-- PAGE TEXT start --

To those who ask what patriotism is, how devotion should be, we will point to you. We will point to Akif, who in 1916, when setting out on a journey to Najd on behalf of the Special Organization to organize Ibn Rashid against Sharif Hussein, refused the money offered to be left at his home, saying, “Shall we kill a service we believe to be for the good by striking it with gold?”; We will point to Akif, who said, “My dear Eşref, we sought to build our material and spiritual being through our own sincere feelings and our selfless emotions that seek the positive, the good, and the right. Perhaps the highest feeling in humanity is this: to find one’s way and walk in the direction of one’s own conscience and sound judgment, even against society.”
To those who ask what it means for a country to be ungrateful to its own children, what it is like for a great state to fall into the hands of “small men,” we will show your funeral, Akif Bey.
We will show that even in the final days you spent in your homeland, when you were ill, your house was kept under surveillance; and that after your death, while the official authorities did nothing, the university students, “Asım’s” youth, who took directorate of your funeral and carried your coffin, wrapped in the Kaaba cloth and the flag, on their shoulders to Edirnekapı, were identified one by one and reprimanded by their school administrations.
We will show that despite your poverty, despite the fact that you had served as a deputy in Parliament, you were not granted a pension, nor even given any work. We will show the despicable attitudes of those who were nowhere to be seen during the National Struggle, when you were traveling through Burdur, Kastamonu, Konya, Afyon, and Eskişehir at Kemal’s order, calling the people to resistance through sermons, yet who in the 1920s appeared in Ankara as if they were the owners of the new order, scolding you and causing your “resentment.” To those who ask, how can a person not be understood or misunderstood?, we will point to the truly “reactionary” conservatives who felt raw about the fact that your taking Muslim intellectuals who emphasize reason and renewal, such as Jamal al-Din al-Afghani and Muhammad Abduh as role models. We will show those chronic “rightists” who published your “Safahat” and, in its preface, tried to appropriate you away from yourself, claiming “you were not a Unionist,” supposedly keeping Akif apart from their obsessions with a “right-wing” hatred of the Unionists. We will show the so-called Islamists who could not “grasp” that the newspapers Sebilürreşad and Sırat-ı Müstakim, which you published with Eşref Edip, were the organs of the Islamist wing of the Committee of Union and Progress.

-- PAGE TEXT end --
-- MATERIAL PROVIDED start --

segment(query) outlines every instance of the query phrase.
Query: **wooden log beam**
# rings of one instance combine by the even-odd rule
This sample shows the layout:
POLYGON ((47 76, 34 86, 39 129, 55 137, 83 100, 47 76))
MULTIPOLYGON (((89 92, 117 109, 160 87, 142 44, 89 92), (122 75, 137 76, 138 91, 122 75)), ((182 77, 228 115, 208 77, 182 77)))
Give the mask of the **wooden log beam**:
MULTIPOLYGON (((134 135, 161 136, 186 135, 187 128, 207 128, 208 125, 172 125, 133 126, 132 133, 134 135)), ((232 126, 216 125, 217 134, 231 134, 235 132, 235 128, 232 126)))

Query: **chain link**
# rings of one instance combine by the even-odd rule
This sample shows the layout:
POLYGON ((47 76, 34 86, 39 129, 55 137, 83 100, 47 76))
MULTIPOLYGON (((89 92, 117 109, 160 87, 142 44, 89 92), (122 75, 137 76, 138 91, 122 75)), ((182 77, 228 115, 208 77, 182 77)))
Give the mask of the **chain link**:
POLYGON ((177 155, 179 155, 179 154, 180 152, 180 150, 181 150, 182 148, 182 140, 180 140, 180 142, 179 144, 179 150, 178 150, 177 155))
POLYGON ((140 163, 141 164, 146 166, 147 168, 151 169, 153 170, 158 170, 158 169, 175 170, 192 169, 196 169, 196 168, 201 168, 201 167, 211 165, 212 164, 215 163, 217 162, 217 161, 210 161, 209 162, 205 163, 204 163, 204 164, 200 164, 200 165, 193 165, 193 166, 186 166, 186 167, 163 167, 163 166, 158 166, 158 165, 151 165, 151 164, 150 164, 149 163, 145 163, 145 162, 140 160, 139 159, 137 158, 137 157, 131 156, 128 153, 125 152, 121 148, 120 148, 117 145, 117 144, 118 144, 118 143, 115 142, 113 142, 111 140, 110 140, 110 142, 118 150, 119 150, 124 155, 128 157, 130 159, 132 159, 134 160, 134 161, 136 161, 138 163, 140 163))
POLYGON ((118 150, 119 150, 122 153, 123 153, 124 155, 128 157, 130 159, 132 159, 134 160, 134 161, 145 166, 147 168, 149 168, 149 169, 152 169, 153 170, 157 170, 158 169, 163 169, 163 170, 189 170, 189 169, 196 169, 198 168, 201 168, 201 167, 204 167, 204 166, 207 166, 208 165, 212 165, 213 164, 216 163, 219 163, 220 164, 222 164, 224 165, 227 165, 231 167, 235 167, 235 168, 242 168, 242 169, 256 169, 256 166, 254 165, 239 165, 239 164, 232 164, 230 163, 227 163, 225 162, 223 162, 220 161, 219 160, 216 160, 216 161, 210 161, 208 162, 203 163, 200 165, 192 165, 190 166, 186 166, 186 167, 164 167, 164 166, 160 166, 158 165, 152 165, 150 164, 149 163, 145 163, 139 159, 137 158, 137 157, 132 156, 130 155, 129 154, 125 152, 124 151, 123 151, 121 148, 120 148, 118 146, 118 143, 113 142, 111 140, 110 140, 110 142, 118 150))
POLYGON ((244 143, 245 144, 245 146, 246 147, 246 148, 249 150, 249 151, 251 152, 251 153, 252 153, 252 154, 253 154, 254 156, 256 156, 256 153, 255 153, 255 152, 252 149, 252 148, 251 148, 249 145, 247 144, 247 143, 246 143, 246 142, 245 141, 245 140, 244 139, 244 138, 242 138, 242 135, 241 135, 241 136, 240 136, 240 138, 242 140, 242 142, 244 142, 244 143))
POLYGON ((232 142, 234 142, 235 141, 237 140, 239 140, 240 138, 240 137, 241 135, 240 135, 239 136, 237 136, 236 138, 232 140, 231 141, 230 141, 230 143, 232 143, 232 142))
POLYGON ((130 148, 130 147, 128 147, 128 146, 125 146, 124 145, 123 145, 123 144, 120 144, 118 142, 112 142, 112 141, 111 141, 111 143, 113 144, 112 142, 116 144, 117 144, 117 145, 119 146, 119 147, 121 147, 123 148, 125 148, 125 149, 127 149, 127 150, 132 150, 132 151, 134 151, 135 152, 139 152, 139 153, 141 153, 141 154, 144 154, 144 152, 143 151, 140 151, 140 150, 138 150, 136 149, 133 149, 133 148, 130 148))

-- MATERIAL PROVIDED end --
-- MATERIAL PROVIDED start --

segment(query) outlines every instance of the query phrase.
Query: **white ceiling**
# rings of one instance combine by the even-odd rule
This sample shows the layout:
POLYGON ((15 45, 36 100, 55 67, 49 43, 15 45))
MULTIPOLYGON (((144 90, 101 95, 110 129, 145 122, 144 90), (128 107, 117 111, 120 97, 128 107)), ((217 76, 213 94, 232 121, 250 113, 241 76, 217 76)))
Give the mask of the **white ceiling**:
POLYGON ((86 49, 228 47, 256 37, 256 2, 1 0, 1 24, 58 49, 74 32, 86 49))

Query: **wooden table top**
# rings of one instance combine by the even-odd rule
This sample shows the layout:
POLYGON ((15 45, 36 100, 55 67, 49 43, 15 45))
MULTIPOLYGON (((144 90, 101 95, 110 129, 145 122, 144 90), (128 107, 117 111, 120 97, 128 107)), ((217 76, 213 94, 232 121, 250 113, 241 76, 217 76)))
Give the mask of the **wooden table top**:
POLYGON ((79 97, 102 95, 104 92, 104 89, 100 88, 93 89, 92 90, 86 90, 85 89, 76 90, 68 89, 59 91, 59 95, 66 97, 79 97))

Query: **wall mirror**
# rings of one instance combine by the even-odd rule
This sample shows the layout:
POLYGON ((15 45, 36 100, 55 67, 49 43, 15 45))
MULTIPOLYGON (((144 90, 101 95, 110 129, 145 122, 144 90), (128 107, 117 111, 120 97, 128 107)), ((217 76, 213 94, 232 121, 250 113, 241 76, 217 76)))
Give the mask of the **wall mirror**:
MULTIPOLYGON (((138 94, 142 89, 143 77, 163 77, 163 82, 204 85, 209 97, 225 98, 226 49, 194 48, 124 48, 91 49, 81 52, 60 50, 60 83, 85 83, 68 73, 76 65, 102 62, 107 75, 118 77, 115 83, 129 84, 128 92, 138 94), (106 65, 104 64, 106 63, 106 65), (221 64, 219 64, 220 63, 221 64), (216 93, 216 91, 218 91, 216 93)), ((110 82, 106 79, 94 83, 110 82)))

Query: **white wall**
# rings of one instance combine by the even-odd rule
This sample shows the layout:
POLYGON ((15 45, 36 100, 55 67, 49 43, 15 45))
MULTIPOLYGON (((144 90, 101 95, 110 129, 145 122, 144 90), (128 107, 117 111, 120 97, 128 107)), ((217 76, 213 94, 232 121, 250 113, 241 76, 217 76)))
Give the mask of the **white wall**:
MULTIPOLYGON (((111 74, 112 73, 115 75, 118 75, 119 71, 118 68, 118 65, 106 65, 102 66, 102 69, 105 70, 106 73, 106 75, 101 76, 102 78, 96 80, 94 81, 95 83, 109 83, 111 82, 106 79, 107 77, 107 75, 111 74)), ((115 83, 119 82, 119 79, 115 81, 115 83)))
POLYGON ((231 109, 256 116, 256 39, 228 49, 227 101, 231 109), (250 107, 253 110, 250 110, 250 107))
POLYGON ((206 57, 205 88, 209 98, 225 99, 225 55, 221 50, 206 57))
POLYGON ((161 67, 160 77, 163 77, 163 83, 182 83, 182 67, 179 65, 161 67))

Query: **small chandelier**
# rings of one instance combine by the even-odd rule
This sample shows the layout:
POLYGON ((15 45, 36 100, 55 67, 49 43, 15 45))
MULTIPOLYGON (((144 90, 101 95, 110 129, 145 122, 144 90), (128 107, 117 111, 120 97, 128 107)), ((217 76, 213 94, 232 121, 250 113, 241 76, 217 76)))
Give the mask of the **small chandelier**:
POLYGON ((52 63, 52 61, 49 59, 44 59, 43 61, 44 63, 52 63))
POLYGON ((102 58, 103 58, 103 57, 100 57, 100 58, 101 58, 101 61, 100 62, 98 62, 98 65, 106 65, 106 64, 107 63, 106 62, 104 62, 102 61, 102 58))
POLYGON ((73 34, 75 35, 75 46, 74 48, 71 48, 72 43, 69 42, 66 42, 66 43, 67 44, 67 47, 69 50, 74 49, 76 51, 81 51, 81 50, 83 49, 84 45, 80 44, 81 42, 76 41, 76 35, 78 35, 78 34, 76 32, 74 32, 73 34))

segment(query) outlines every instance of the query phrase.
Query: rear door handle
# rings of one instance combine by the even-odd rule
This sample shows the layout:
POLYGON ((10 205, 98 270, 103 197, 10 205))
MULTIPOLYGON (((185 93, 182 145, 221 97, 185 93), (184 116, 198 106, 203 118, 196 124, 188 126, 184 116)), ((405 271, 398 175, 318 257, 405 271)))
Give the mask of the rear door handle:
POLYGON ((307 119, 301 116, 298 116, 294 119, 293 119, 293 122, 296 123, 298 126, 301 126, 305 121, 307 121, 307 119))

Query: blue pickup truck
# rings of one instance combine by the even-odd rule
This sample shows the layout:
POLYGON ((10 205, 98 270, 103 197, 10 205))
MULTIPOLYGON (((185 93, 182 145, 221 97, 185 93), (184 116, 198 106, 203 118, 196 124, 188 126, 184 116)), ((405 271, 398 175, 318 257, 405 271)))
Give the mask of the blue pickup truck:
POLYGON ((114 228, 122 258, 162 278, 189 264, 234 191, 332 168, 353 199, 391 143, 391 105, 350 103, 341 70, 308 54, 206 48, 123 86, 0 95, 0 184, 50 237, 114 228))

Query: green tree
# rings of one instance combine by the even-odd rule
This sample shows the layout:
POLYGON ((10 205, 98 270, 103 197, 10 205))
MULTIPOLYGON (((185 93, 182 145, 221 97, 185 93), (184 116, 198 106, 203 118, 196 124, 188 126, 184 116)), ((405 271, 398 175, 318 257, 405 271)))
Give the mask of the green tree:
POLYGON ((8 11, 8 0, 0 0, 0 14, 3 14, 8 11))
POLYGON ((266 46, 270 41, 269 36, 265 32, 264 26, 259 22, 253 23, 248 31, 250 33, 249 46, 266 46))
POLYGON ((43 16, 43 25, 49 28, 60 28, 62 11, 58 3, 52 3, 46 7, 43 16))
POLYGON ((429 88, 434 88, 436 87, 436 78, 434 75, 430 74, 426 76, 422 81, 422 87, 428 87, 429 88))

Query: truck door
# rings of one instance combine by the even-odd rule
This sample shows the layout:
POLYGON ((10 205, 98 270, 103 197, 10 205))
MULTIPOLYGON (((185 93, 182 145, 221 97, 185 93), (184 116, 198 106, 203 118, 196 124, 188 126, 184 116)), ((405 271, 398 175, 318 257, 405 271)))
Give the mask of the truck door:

-- MATERIAL PROVIDED end --
-- MATERIAL PROVIDED start --

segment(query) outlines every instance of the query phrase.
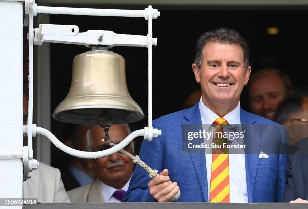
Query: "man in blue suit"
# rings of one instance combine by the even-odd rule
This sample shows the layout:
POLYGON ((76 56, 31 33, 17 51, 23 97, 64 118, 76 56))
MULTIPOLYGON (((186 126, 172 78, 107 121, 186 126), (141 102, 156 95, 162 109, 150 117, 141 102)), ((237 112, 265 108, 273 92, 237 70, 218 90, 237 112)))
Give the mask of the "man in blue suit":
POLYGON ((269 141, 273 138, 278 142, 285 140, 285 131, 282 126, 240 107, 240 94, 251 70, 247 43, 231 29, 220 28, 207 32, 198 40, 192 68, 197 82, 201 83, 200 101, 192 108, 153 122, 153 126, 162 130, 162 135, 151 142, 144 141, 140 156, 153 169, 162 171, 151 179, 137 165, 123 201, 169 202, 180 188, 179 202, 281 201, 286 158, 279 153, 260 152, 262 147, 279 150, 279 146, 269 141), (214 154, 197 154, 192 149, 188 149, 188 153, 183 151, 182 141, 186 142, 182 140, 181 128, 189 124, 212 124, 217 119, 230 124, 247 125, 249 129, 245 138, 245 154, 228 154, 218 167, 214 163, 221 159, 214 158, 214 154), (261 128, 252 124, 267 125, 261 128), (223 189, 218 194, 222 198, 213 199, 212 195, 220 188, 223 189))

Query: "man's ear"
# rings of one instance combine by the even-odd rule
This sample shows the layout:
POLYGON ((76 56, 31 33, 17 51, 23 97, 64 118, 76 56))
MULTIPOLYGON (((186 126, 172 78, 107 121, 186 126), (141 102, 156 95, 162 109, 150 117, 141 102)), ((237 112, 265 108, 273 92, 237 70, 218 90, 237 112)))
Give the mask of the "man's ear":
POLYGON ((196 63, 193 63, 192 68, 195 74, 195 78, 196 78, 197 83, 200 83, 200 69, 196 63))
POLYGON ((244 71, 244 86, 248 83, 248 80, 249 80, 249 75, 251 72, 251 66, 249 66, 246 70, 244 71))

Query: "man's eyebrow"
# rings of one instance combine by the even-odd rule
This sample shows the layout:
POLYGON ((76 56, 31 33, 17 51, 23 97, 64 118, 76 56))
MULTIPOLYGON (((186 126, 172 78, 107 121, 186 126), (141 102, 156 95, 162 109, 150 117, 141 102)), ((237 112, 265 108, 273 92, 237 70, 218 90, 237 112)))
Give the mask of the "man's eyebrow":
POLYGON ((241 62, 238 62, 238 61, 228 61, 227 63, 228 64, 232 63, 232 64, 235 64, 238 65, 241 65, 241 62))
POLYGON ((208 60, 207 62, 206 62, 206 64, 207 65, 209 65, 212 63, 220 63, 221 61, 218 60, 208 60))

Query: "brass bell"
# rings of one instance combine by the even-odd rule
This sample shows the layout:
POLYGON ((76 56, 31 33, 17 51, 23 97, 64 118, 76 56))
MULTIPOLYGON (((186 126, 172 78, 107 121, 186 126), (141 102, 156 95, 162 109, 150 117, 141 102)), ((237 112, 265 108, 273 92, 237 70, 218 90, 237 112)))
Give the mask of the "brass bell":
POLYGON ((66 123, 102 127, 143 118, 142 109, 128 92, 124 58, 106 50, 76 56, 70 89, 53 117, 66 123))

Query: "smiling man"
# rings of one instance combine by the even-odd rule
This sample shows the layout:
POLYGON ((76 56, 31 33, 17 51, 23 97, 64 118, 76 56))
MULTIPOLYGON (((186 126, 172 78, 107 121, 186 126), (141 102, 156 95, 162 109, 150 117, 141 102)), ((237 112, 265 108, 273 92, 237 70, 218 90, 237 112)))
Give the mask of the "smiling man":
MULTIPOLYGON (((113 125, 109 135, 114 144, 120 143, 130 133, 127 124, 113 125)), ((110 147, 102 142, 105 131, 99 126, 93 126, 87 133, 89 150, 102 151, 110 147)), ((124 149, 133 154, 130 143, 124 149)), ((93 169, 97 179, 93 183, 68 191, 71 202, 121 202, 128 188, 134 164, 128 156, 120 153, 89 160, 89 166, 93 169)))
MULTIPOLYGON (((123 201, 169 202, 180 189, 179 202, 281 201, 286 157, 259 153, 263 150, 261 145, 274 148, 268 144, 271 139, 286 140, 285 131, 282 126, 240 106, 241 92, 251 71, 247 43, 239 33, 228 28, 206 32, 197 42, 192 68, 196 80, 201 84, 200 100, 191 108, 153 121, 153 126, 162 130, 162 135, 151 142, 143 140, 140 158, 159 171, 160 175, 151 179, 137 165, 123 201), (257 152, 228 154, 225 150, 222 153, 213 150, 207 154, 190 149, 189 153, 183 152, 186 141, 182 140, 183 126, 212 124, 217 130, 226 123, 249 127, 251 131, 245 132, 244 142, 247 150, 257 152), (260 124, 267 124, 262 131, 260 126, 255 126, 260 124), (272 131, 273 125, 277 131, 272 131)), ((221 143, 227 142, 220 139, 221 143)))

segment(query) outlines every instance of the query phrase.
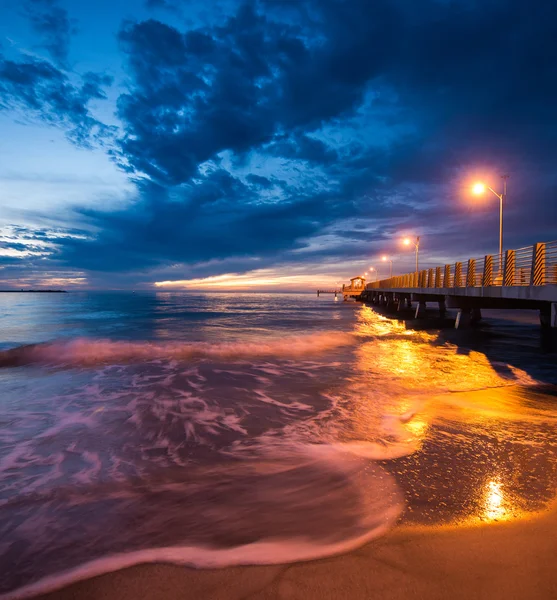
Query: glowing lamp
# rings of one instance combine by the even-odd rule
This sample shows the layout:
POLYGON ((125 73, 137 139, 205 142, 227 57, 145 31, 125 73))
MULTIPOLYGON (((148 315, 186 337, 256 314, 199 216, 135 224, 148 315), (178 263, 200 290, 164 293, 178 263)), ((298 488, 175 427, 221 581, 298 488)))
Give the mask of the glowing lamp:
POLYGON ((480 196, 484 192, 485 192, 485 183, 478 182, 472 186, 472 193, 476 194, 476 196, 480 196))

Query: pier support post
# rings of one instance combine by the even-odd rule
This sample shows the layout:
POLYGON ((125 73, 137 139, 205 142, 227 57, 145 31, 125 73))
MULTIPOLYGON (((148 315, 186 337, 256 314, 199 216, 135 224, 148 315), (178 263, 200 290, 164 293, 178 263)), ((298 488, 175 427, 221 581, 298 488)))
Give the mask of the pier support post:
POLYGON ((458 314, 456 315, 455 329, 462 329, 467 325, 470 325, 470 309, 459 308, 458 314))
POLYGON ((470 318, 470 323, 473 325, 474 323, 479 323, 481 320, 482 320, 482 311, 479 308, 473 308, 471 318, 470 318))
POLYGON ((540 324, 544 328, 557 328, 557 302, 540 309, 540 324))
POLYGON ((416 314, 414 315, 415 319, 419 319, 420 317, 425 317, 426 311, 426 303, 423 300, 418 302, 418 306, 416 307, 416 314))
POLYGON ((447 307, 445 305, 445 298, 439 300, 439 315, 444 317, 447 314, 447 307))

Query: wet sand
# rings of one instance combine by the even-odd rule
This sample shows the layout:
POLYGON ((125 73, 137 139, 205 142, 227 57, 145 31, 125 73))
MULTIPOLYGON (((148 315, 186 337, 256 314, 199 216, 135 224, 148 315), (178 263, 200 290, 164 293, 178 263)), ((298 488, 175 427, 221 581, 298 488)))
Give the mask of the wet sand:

-- MATERIAL PROVIDED end --

__EXERCISES TO COMPLETE__:
- a) Reproduce, unchanged, the span of the records that opens with the line containing "Query: **white wall**" and closes with the line containing "POLYGON ((206 57, 205", both of those lines included.
- b) Write the next part of the tribute addressed to Akif Bey, starting after its last sentence.

__RESPONSES IN ORDER__:
- a)
Query: **white wall**
# rings of one instance combine by the even-odd rule
This sample shows the layout:
POLYGON ((15 45, 36 100, 55 67, 49 43, 15 45))
MULTIPOLYGON (((144 90, 101 95, 110 129, 145 122, 144 90), (128 107, 117 111, 120 97, 128 107)), ((217 76, 213 94, 232 121, 250 113, 241 76, 217 76)))
Give the mask of the **white wall**:
MULTIPOLYGON (((111 74, 112 73, 115 75, 118 75, 119 71, 118 68, 118 65, 106 65, 102 66, 102 69, 105 70, 106 73, 106 75, 101 76, 102 78, 96 80, 94 81, 95 83, 109 83, 111 82, 106 79, 107 77, 107 75, 111 74)), ((115 83, 119 82, 119 79, 115 81, 115 83)))
POLYGON ((231 109, 256 116, 256 39, 228 49, 227 101, 231 109), (250 107, 253 110, 250 110, 250 107))
POLYGON ((206 57, 205 88, 209 98, 225 99, 225 55, 221 50, 206 57))

- b)
To those who ask how injustice can be done to the poet of a nation’s National Anthem, we will show you.
We will show them how, during the coup days, the National Anthem was forced upon people in prisons at gunpoint, how it was used as torture in schools, how it was reduced to a formal ceremony consisting of old words stripped of its content and meaning, and how those who feel raw about the spirit of independence but could not give up its benefits used the 10th Year March against you. We will always love you and we will teach you to our children as well, Akif Bey.
That is why I believe it is necessary to criticize you and to transcend you by internalizing you. Because you were never left where you were, and you were instead used as material by a bizarre, later-emerging right-wing religiosity, a hollow political ideology built on always losing and empowering the winners. Rescuing you from the hands of these “almond-moustached” types who have embraced opposition as destiny, who are deemed to have lost even when they win, who cannot shake off a psychology of guilt and illegitimacy, who try to exist with a withdrawn and timid personality, with a fearful, downcast soul, and with a hypocritical language, is our bounden duty.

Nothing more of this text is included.